_What to do_
Return, unchanged, the part of the records that opens with the line containing "Reviewer note: confirm that each instance of the sky" and closes with the line containing "column 102, row 89", both of those lines included.

_Exercise input_
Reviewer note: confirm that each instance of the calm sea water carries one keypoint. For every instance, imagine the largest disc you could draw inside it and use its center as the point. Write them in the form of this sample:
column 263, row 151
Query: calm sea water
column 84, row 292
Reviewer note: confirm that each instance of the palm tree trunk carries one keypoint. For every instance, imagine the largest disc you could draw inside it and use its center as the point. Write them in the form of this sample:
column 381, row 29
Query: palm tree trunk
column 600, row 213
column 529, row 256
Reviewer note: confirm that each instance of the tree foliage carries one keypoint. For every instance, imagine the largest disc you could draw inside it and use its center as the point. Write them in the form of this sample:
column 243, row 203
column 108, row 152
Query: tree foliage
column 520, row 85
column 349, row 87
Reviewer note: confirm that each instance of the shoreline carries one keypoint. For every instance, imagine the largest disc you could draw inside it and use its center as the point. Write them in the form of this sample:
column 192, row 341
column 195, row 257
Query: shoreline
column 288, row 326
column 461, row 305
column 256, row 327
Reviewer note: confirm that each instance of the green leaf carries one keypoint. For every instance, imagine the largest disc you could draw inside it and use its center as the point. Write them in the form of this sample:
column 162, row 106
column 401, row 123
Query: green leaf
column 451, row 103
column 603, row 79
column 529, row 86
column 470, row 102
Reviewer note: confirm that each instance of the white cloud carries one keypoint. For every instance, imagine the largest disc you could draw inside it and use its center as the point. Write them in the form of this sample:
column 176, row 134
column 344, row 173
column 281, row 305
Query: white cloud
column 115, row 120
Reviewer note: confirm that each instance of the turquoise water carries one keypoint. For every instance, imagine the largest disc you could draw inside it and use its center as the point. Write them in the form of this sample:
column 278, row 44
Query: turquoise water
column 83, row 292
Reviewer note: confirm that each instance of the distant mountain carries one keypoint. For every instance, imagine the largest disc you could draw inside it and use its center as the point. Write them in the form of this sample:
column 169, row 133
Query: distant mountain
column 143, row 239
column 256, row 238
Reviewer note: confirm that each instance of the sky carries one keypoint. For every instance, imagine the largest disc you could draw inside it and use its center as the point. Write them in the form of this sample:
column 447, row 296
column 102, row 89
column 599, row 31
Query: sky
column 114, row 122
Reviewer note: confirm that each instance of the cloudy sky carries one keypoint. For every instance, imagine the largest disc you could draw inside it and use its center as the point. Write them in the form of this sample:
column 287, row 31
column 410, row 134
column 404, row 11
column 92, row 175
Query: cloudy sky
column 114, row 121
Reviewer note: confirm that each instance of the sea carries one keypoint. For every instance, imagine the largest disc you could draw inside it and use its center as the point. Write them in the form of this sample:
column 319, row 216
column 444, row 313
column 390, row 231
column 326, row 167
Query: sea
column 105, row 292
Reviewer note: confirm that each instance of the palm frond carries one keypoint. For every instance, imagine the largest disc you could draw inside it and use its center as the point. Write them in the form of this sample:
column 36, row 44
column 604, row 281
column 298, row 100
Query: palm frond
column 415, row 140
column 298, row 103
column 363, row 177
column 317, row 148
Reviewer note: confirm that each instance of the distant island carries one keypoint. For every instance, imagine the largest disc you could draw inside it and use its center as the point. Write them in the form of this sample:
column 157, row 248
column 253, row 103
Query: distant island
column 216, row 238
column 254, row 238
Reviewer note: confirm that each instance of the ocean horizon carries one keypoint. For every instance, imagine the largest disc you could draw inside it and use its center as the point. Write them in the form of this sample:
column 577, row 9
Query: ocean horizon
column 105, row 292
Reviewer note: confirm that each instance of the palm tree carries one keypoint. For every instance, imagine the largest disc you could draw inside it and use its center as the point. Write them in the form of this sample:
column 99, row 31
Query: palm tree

_Response to this task_
Reviewer note: confirm that each instance of the sky carries one keypoint. For every instance, imagine the largest disc you could draw inside it and use its center as the point. Write them in the form of this sample:
column 447, row 296
column 102, row 89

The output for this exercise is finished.